** Start of SUPPLIED RECORDS **

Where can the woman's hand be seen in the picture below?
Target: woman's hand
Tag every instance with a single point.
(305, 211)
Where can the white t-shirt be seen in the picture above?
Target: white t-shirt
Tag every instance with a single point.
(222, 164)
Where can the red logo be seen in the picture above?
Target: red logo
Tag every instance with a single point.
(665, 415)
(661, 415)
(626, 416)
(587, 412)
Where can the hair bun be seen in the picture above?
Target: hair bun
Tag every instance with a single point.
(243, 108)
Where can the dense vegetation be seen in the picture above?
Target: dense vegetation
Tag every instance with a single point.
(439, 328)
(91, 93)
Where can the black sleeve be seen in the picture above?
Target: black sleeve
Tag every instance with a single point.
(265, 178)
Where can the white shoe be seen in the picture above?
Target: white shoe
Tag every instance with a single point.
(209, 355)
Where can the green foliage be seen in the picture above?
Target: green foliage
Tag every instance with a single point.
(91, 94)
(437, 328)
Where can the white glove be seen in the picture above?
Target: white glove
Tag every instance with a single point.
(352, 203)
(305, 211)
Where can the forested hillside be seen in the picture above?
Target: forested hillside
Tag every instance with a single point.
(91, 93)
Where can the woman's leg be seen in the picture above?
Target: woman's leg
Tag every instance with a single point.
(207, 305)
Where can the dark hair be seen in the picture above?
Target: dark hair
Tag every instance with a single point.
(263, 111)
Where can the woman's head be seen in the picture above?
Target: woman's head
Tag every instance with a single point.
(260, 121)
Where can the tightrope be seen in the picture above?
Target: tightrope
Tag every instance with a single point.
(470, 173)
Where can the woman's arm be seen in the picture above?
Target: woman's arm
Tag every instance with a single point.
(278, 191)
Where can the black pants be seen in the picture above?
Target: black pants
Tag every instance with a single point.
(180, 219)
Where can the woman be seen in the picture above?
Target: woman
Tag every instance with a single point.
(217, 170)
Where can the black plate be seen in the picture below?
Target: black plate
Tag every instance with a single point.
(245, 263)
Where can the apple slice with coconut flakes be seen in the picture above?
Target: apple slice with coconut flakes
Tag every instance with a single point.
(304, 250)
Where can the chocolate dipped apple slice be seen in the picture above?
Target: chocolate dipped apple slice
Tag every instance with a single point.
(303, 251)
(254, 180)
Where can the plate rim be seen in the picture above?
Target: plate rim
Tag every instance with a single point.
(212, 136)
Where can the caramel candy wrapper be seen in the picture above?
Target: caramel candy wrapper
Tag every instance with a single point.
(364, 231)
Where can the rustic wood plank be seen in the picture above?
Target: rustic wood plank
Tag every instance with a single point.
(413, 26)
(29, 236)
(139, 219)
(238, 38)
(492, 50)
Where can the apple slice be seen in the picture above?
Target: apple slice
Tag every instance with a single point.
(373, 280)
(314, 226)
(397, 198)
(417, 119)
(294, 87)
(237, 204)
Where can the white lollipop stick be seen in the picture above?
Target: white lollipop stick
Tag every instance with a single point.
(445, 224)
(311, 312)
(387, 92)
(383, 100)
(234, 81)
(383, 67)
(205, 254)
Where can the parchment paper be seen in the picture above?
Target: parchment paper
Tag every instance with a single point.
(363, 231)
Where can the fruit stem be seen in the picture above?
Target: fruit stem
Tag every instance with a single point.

** End of SUPPLIED RECORDS **

- WORK INSTRUCTIONS:
Quote all of the lines above word for word.

- TASK ANSWER:
Where can the woman's hand be seen in the picture below?
Target: woman's hand
Tag every instance with a single point.
(305, 211)
Where can the white t-shirt be seen in the picture above?
Target: white t-shirt
Tag every instance with a single point.
(222, 164)
Where can the red logo be seen in the picture above?
Target: red logo
Tag every instance with a single point.
(665, 415)
(661, 415)
(626, 416)
(587, 412)
Where can the hair bun be seen in the picture above?
Target: hair bun
Tag every instance with a single point.
(243, 108)
Where can the dense vegetation be seen in the picture above?
Target: dense vegetation
Tag every instance with a single point.
(439, 328)
(91, 93)
Where can the black sleeve be seen in the picture above?
Target: black sleeve
Tag every instance with a single point.
(265, 178)
Where can the white shoe be seen in the picture above?
Target: white shoe
Tag every instance with a single point.
(209, 355)
Where can the green foliage be seen in the picture above?
Target: green foliage
Tag every instance with a single point.
(91, 94)
(437, 328)
Where can the white glove be seen in the picture above?
Target: white glove
Tag every instance with a single point.
(352, 203)
(305, 211)
Where can the forested hillside be seen in the picture above?
Target: forested hillside
Tag every instance with a single point.
(91, 93)
Where can the woman's leg be seen in the picture above?
Target: woman's leg
Tag every instance with a single point.
(207, 305)
Where can the dark hair be seen in the picture above?
Target: dark hair
Tag every instance with a single point.
(263, 111)
Where can the woman's head be seen in the picture above?
Target: woman's head
Tag every instance with a single point.
(260, 121)
Where can the tightrope be seen in the picture above?
Target: tightrope
Tag every instance with a single point.
(470, 173)
Where can the woman's arm be seen in the picture above?
Target: woman's arm
Tag every instance with a single point.
(278, 191)
Where can the black pants be seen in the picture above?
Target: black pants
Tag every instance with a single point.
(180, 219)
Where can the woman be seen in the picture above?
Target: woman
Tag every instance with a single point.
(217, 170)
Where can the black plate be seen in the picture below?
Target: black plate
Tag every instance with a single point.
(245, 263)
Where can the apple slice with coconut flakes be seen in the picture above?
Target: apple slice with coconut flakes
Tag every instance with a single point.
(304, 250)
Where can the chocolate dipped apple slice be seen in the picture above?
Target: chocolate dipped apple slice
Tag every instance with a single point.
(303, 251)
(254, 180)
Where can the plate rim be seen in the picture above?
Target: plate rim
Tag every instance with a single point.
(212, 136)
Where can the caramel candy wrapper be seen in the picture above?
Target: caramel candy wrapper
Tag every instance with a single point.
(364, 231)
Where can the rustic wood plank be seen in the picture above?
Target: rustic wood plank
Tag every instance with a single point.
(413, 26)
(29, 236)
(139, 219)
(238, 38)
(492, 50)
Where can the apple slice be seen in the picture above?
Target: apple slice
Tag every instance with a single point.
(373, 280)
(314, 226)
(397, 198)
(417, 119)
(294, 87)
(237, 204)
Where can the white lollipop stick be seen in the picture above?
Target: white lollipop stick
Tag every instance with a single point.
(445, 224)
(311, 312)
(387, 92)
(383, 100)
(234, 81)
(383, 67)
(205, 254)
Where can the parchment paper be seen in the picture above?
Target: parchment paper
Tag every instance with a single point.
(363, 231)
Where can the fruit stem be seen in the picture above?
Target: fruit stem
Tag every instance with a single point.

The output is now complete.